**WRITTEN TASK:** Write the next part of the article on corporate governance codes, picking up after its final paragraph.

**ARTICLE:**
>> begin

The plethora of governance codes keeps on growing. How are IROs expected to keep up?
Scour the international news clippings on corporate governance in recent years and a number of trends emerge. First up, despite huge variations in culture and market approach, the general principles and aims espoused by investors and regulators are remarkably similar. And they are becoming even more so over time.
Next, look for the corporate comment. Company executives complaining about the level, complexity and number of corporate governance codes remains common. Why? Because the people willing to make such comments remain relatively easy to find. Often talking off-the-record for fear of a backlash from investors, executives protest about the increasing levels of bureaucracy that force them to take their eyes off running the company.
Every now and then a key figure comes out of the woodwork and has a direct, on-the-record rant. One of the latest of these comes from Rolf Breuer, chief executive of Deutsche Bank, who gave a lecture in Brussels in March complaining that dealing with the new generation of active institutional shareholders was not always a good experience. He went on to intimate that the big US pension funds imposing their own codes of corporate governance on his bank were especially tiresome.
But Breuer is by no means alone. And the premise for his complaint is at least understandable - even if his approach is a little misguided for any company serious about its desire to compete for international capital. A quick count of corporate governance codes, principles and practice guidelines across international markets reveals a plethora of approaches. Some suggest there are well in excess of 100 different statements out there doing the rounds in the major markets alone (the European Corporate Governance Network gives a handy - if somewhat out of date - overview of the various codes at ecgn.org/ecgn/codes.htm). How can any company crossing borders with its investor relations program be expected to cope with all this?

>> end

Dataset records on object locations
>> begin

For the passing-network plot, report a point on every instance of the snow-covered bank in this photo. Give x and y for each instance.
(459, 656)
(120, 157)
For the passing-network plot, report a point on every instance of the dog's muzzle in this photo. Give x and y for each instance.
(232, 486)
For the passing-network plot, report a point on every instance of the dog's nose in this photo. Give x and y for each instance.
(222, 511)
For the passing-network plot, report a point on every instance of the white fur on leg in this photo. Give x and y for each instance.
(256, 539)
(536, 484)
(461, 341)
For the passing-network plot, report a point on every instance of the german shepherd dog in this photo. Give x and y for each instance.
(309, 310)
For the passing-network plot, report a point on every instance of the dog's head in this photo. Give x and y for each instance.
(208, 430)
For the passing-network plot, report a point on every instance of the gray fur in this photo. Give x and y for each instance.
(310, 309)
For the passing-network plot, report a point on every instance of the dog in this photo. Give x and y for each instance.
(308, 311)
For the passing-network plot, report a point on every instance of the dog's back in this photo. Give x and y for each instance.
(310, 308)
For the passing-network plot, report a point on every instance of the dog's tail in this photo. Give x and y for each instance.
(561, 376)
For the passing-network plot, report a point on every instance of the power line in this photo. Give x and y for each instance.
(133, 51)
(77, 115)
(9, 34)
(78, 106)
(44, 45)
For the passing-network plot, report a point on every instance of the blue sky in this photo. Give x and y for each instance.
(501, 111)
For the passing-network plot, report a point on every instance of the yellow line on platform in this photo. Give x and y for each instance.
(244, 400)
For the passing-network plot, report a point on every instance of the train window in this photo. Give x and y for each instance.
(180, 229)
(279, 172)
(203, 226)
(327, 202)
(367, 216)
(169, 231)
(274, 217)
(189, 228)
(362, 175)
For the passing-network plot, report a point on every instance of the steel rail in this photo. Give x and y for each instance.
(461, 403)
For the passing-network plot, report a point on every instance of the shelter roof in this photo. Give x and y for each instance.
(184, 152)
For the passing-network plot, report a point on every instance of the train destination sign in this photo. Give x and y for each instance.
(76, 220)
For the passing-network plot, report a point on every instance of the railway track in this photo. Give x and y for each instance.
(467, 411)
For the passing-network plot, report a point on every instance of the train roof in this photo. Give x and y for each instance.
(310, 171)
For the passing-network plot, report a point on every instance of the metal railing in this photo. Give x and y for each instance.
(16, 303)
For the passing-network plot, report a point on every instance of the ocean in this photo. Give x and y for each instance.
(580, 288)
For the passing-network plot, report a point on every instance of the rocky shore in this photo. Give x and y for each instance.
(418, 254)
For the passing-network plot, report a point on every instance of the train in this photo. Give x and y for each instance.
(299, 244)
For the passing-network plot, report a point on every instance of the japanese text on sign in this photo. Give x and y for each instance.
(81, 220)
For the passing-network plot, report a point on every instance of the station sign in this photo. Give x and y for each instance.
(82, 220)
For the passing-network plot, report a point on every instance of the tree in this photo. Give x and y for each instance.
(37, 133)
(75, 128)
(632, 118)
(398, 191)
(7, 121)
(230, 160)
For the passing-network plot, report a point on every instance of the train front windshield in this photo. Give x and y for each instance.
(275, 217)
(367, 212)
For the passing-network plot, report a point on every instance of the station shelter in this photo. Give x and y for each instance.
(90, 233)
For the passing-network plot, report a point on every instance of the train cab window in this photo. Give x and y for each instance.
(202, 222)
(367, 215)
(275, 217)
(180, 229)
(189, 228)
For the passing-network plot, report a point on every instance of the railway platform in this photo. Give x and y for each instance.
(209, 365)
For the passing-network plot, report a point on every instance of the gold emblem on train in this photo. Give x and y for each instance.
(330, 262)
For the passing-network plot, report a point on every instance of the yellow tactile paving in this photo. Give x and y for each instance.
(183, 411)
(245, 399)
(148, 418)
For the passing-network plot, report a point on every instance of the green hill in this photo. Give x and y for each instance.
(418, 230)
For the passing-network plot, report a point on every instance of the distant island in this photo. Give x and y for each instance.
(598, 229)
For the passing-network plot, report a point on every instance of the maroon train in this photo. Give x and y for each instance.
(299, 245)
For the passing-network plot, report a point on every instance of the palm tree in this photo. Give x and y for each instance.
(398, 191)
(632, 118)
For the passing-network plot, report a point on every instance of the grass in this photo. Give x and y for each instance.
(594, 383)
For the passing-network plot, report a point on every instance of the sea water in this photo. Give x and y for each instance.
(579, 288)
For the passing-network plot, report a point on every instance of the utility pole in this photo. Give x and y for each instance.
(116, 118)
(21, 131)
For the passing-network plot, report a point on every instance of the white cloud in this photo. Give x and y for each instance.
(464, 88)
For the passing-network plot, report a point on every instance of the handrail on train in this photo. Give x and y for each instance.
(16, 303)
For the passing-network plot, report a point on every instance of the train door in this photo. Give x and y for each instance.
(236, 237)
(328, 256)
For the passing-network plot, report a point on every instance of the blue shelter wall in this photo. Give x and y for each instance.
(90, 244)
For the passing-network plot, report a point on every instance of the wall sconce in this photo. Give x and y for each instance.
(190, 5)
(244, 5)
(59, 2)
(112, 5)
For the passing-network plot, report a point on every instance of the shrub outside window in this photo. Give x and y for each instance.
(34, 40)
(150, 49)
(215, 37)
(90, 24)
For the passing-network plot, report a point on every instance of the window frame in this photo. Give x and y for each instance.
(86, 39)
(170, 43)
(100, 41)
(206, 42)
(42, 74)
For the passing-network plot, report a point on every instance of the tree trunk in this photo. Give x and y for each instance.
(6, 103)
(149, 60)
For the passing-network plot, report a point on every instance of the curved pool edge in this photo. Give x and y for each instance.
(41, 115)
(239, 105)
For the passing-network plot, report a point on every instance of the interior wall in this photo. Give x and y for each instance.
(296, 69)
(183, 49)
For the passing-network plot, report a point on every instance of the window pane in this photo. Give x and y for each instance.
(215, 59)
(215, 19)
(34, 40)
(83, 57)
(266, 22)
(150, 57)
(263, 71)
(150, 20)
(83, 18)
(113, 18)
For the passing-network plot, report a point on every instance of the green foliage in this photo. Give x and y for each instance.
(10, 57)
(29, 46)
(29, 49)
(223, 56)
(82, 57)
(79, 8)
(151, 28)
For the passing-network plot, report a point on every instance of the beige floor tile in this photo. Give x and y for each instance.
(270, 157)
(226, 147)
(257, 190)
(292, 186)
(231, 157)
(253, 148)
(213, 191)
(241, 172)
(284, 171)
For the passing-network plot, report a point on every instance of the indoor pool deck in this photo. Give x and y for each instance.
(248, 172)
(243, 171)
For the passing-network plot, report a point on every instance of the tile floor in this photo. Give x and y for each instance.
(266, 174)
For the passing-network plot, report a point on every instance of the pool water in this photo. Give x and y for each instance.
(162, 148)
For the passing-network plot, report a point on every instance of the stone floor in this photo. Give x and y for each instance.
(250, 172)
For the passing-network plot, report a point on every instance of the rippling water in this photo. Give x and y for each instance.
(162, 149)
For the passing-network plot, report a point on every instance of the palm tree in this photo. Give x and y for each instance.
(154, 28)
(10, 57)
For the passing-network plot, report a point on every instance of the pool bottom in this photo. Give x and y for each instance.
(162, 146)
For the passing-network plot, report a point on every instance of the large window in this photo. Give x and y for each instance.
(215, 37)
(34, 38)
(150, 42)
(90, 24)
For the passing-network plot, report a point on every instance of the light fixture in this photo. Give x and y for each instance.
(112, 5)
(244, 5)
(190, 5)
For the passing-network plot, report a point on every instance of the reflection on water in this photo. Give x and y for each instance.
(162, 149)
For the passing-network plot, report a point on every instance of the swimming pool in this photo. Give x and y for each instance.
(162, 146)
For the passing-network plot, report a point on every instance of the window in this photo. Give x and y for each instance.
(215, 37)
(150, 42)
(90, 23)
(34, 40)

>> end

**RESULT OF THIS TASK:**
Smoke screen
'My perspective is that complaints about the multiplicity of corporate governance codes can often be seen as a screen for doing nothing,' says Stephen Davis, president of Davis Global Advisors, a leading international corporate governance consultancy. 'The variety is actually a mask for a general and remarkable homogeneity.' Davis points out that recent years have seen a convergence taking place in the way that different markets approach corporate governance issues. Those that previously promoted the primacy of other stakeholders have tended toward a growing accountability to shareholders. Markets that took the other tack - such as the UK and US - have introduced the idea of remaining accountable to shareholders but retaining a responsibility for the interests of stakeholders.
This convergence has been backed up by two major attempts to make governance more of an international discipline. The Organisation for Economic Cooperation and Development (OECD) came out with its set of principles in May 1999, swiftly followed by those of the International Corporate Governance Network in July 1999(see sidebar, page 48). The ICGN's approach is largely based on OECD thinking but, being a grouping of institutional investors, it has added to its principles some performance guidelines for companies to consider.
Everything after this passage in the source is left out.